== Exercise 1 ==
In the article on radiation and hormone therapy for prostate cancer, how many patients were randomly selected for the study?
== Exercise 2 ==
Carry on the article about adding radiation to hormone therapy for prostate cancer, picking up right after its final sentence.

My Channel News

Saturday, August 22nd, 2009

Radiation Added To Hormone Therapy Reduces the Risk of Dying of Prostate Cancer by 50 Percent

According to a 2008 study that was first presented at the 50th Annual Meeting of the American Society for Therapeutic Radiology and Oncology in Boston, for men who are diagnosed with locally advanced prostate cancer adding radiation treatment to anti androgen hormone therapy reduces the risk of death from the disease by 50%.

The lead author of the study is Anders Widmark MD, who is a professor of radiation oncology at the Umea University in Sweden. “This randomized trial is the first to show that men with locally advanced prostate cancer will survive substantially longer when radiation is added to their treatment plan, he explained “I would encourage men with locally advanced prostate cancer to talk to their doctor to see if they would be a good candidate for radiation therapy in addition to hormone treatment.”

The clinical definition of locally advanced prostate cancer is one that has grown close to or outside the prostate gland into nearby tissue but has yet to spread to the lymph nodes or into any other organs in the area.

For the purposes of this particular study 880 patients were randomly selected. Anti androgen therapy was used to treat the cancer by effectively blocking the stimulant effect of testosterone on prostate cancer cells and to shrink the prostate itself, slowing the growth of new cancer cells. Randomly selected participants then also received external beam radiation therapy daily, which is the delivery of radiation to the prostate directly.

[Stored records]
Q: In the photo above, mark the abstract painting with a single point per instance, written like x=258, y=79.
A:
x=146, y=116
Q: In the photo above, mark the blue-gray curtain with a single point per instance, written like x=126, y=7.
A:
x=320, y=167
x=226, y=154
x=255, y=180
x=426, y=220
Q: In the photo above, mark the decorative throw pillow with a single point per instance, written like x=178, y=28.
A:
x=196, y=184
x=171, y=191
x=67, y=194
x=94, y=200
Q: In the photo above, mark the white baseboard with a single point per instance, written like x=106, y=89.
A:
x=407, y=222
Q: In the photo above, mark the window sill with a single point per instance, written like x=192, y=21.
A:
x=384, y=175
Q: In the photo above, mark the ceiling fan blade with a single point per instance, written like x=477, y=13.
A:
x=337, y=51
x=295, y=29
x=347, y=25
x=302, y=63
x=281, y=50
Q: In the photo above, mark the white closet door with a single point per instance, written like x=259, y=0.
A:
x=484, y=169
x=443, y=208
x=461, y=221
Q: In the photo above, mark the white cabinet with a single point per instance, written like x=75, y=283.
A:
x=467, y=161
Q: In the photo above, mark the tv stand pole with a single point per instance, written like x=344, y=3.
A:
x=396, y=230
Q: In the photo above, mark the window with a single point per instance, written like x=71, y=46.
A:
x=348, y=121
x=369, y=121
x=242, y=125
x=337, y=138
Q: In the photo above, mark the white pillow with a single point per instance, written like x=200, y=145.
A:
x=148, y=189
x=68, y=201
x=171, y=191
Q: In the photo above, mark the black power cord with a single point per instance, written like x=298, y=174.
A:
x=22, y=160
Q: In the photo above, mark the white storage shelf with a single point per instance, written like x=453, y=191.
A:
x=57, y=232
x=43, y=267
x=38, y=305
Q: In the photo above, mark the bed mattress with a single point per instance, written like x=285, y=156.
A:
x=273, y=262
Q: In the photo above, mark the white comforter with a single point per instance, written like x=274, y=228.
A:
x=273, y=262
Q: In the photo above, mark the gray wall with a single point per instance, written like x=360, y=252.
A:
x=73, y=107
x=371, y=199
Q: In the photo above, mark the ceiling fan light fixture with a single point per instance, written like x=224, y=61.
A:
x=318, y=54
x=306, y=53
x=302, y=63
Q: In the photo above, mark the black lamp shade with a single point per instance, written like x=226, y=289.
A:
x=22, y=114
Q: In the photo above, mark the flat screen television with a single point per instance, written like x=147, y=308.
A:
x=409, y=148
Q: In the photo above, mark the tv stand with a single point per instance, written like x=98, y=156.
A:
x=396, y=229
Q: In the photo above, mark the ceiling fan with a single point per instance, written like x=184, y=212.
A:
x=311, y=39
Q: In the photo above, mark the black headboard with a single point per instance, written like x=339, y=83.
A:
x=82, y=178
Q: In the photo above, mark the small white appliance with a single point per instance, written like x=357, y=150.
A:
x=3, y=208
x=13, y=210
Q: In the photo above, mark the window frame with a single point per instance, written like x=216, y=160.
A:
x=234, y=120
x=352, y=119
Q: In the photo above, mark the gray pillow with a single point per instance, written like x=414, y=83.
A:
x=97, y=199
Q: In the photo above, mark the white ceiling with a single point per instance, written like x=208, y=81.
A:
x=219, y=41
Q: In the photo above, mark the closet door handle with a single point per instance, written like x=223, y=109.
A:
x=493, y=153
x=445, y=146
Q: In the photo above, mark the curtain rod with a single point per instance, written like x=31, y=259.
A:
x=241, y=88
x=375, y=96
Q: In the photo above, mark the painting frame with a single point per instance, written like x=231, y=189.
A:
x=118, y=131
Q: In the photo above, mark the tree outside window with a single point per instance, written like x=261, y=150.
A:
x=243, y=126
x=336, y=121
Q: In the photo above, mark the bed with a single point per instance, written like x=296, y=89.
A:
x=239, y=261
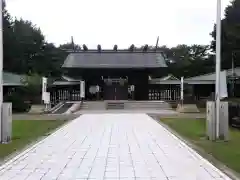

== Answer area 1 ==
880 patients.

== Answer area 2 ==
All patients began treatment with three months worth of an intense hormone therapy that is called total androgen block (or sometimes temporary castration) One group then continued on anti androgen therapy that allowed the return of   testosterone while the other continued the same hormone therapy as before with the addition of the radiation treatments.

The studies found that 18 percent of the patients who underwent only hormone therapy eventually died of prostate cancer while the rate was only 9% in the patients who received both hormone and radiation therapy.

The study ran between February 1996 and December 2002. Survivors of both groups were accessed at the four year mark and by that time researchers found little difference in the quality of life enjoyed by the two groups, with the exception of some “decreased social function” amongst the men who received the combination treatment.

One Response to “Radiation Added To Hormone Therapy Reduces the Risk of Dying of Prostate Cancer by 50 Percent”

Aram Says:

Its recent news that prostate hormone therapy could in fact increase risk of death in those prostate cancer patients with other morbid conditions especially heart conditions such as CHF or CAD. And how valid a study done and reported 7 years ago to the present conditions? I just wonder!